* **Region pointing data**

━━━━━━━━━━━━━━━━━━━━━━━━━━━━━━

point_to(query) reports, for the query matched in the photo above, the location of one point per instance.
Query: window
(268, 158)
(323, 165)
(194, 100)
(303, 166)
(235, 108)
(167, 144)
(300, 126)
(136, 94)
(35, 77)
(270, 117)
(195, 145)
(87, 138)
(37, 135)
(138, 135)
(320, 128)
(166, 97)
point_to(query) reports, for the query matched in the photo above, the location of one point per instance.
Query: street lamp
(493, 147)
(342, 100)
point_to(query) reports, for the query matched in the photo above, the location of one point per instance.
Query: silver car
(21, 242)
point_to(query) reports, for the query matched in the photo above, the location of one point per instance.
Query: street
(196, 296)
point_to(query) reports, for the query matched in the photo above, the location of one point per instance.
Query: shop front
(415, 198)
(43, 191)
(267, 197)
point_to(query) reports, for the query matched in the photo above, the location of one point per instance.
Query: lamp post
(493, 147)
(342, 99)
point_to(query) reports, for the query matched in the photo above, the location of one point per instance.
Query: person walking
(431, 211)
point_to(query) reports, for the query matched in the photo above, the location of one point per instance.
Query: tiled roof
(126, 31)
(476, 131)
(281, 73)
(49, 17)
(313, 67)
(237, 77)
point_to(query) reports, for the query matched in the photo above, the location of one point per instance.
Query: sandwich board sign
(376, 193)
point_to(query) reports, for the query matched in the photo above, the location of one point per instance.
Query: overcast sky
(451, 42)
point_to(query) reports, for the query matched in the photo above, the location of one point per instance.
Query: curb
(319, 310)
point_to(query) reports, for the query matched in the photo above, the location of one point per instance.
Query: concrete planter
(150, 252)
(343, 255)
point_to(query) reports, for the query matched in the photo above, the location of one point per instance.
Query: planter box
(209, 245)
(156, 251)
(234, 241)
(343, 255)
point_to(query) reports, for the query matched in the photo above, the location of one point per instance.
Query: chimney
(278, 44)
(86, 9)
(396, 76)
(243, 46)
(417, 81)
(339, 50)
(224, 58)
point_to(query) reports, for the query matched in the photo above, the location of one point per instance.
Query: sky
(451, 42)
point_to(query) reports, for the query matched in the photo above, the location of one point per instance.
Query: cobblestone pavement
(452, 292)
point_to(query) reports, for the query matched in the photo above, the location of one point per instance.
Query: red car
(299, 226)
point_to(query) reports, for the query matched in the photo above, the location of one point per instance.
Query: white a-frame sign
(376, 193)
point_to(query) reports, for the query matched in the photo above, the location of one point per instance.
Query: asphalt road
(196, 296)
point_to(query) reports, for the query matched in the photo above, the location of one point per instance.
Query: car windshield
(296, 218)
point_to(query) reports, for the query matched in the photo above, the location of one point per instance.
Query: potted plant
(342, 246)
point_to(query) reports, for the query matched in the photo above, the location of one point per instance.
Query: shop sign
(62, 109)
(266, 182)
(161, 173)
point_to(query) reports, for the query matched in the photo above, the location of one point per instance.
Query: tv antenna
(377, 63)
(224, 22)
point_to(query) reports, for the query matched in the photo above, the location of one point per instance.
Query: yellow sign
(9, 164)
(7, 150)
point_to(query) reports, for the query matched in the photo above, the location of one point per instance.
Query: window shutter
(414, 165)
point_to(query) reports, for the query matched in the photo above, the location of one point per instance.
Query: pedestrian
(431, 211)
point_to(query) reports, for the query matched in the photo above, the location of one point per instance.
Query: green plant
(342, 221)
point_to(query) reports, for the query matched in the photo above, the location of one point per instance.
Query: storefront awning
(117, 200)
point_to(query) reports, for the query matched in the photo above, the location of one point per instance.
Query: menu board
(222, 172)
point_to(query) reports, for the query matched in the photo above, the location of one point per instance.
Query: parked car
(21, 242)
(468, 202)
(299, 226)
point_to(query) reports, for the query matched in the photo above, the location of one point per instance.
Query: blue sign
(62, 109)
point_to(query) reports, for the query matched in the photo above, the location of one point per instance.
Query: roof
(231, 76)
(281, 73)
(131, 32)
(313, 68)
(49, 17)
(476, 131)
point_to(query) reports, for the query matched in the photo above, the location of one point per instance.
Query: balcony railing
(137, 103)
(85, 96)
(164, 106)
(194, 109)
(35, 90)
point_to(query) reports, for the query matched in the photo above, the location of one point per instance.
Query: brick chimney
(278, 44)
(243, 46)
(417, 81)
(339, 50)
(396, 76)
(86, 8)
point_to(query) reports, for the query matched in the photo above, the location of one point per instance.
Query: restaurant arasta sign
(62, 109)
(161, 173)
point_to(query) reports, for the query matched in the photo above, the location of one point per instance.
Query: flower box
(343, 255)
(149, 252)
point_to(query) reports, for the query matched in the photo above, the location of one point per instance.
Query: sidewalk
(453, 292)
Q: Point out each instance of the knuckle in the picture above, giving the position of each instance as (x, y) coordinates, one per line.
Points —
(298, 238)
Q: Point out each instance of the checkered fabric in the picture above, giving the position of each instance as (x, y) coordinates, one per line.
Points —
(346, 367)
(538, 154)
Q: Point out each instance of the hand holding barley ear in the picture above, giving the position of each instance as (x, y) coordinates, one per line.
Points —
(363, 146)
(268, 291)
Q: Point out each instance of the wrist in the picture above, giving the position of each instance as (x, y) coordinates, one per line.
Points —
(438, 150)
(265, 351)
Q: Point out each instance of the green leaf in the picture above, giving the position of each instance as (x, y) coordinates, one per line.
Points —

━━━━━━━━━━━━━━━━━━━━━━━━━━━━━━

* **INSTRUCTIONS TO FOLLOW**
Every line above should be printed again exactly as it stands.

* **TASK RESULT**
point_to(query) reports, for the query matched in the photo above, the location of one point per instance.
Query: window
(268, 158)
(323, 165)
(194, 100)
(303, 166)
(235, 108)
(167, 144)
(300, 126)
(136, 94)
(35, 77)
(270, 117)
(195, 145)
(87, 138)
(37, 135)
(138, 135)
(320, 128)
(166, 97)
point_to(query) reports, for the query matched in the photo above, the location of one point per instance.
Query: street lamp
(493, 147)
(342, 100)
point_to(query) reports, for the query matched in the photo above, the location of one point per instance.
Query: silver car
(21, 242)
point_to(query) reports, for the query matched in the photo above, the location of one point per instance.
Query: street
(196, 296)
point_to(query) reports, for the query matched in the photo above, the location of one point per instance.
Query: shop front
(415, 198)
(43, 191)
(267, 197)
point_to(query) reports, for the query matched in the photo above, the location of one point per instance.
Query: lamp post
(493, 147)
(342, 99)
point_to(query) reports, for the query matched in the photo above, the location of one point per instance.
Query: person walking
(431, 211)
point_to(query) reports, for the query matched in the photo above, the location of one point per instance.
Query: tiled roof
(126, 31)
(476, 131)
(281, 73)
(49, 17)
(313, 67)
(237, 77)
point_to(query) reports, for the query matched in the photo above, the location of one point per instance.
Query: sandwich board sign
(376, 193)
point_to(query) reports, for the query matched in the photo above, the location of one point per instance.
Query: overcast sky
(451, 42)
point_to(query) reports, for the query matched in the photo above, the location of one point per instance.
Query: curb
(319, 310)
point_to(query) reports, for the query matched in the photo above, the location of one point per instance.
Query: concrete planter
(150, 252)
(343, 255)
point_to(query) reports, for the query matched in the photo above, the location of one point per instance.
Query: planter box
(209, 245)
(156, 251)
(234, 241)
(343, 255)
point_to(query) reports, for the query matched in the photo above, the location of one point per instance.
Query: chimney
(278, 44)
(86, 9)
(396, 76)
(243, 46)
(417, 81)
(339, 50)
(224, 58)
point_to(query) reports, for the query matched in the photo above, the location of one point per instance.
Query: sky
(451, 42)
point_to(query) reports, for the query matched in the photo above, the location of one point per instance.
Query: cobblestone pavement
(452, 292)
point_to(query) reports, for the query matched in the photo above, the location of one point per instance.
Query: red car
(299, 226)
point_to(query) reports, for the query matched in the photo above, the location of one point per instance.
Query: white a-frame sign
(376, 193)
point_to(query) reports, for the query matched in the photo above, the location of one point per instance.
Query: asphalt road
(196, 296)
point_to(query) reports, for the query matched in the photo above, the location of one point per instance.
Query: car windshield
(296, 218)
point_to(query) reports, for the query matched in the photo above, the location of one point per instance.
Query: potted plant
(342, 246)
point_to(query) reports, for the query matched in the photo above, the location of one point per instance.
Query: shop sign
(62, 109)
(266, 182)
(161, 173)
point_to(query) reports, for the query matched in the photo above, the location of one point per instance.
Query: tv antenna
(377, 63)
(224, 22)
point_to(query) reports, for the query matched in the photo above, the location of one point per instance.
Query: yellow sign
(9, 164)
(7, 150)
point_to(query) reports, for the query matched in the photo above, the location of one point per instance.
Query: window shutter
(414, 165)
point_to(query) reports, for the query matched in the photo above, the location of one point per instance.
Query: pedestrian
(431, 211)
point_to(query) reports, for the query matched in the photo above, the location of one point per instance.
Query: green plant
(342, 221)
point_to(query) reports, for the query matched in the photo above, the location of one point per instance.
Query: storefront awning
(117, 200)
point_to(query) reports, for the query matched in the photo above, the location of one point per instance.
Query: menu board
(222, 172)
point_to(query) reports, for the query matched in the photo above, the location of one point per instance.
Query: parked car
(21, 242)
(468, 202)
(299, 226)
point_to(query) reports, for the query matched in the photo above, the location of one point per instance.
Query: blue sign
(62, 109)
point_to(query) reports, for the query matched in the photo above, the location of one point per instance.
Query: roof
(231, 76)
(281, 73)
(131, 32)
(313, 68)
(49, 17)
(476, 131)
point_to(query) reports, for the query matched in the photo above, the location of one point per instance.
Query: balcony railing
(137, 103)
(85, 96)
(164, 106)
(194, 109)
(35, 90)
point_to(query) reports, for the query matched in the photo above, the location of one point per instance.
Query: brick chimney
(278, 44)
(243, 46)
(417, 81)
(339, 50)
(396, 76)
(86, 8)
point_to(query) reports, for the query matched in the photo above, the location of one point per instance.
Query: restaurant arasta sign
(62, 109)
(161, 173)
point_to(query) reports, for the query matched in the photo above, the location of one point per instance.
Query: flower box
(343, 255)
(149, 252)
point_to(query) reports, for the query matched in the photo above, the location of one point per instance.
Query: sidewalk
(453, 292)
Q: Point out each instance of the knuckle in the picture above, giving the position of each instance as (x, y) coordinates, one per line.
Points —
(298, 238)
Q: Point out each instance of the checkered fabric in the picture above, giving the position of each instance as (x, y) coordinates, one per line.
Points —
(346, 367)
(538, 154)
Q: Point out each instance of the hand holding barley ear in the picture above, giving the position of each instance as (x, y) coordinates, one per line.
Points —
(363, 146)
(268, 291)
Q: Point out each instance of the wrist in the picture above, giving the position of each instance as (x, y) coordinates, one per line.
Points —
(438, 150)
(265, 351)
Q: Point out each instance of the green leaf in the picture above, giving the position of each instance as (x, y) coordinates, one per line.
Points —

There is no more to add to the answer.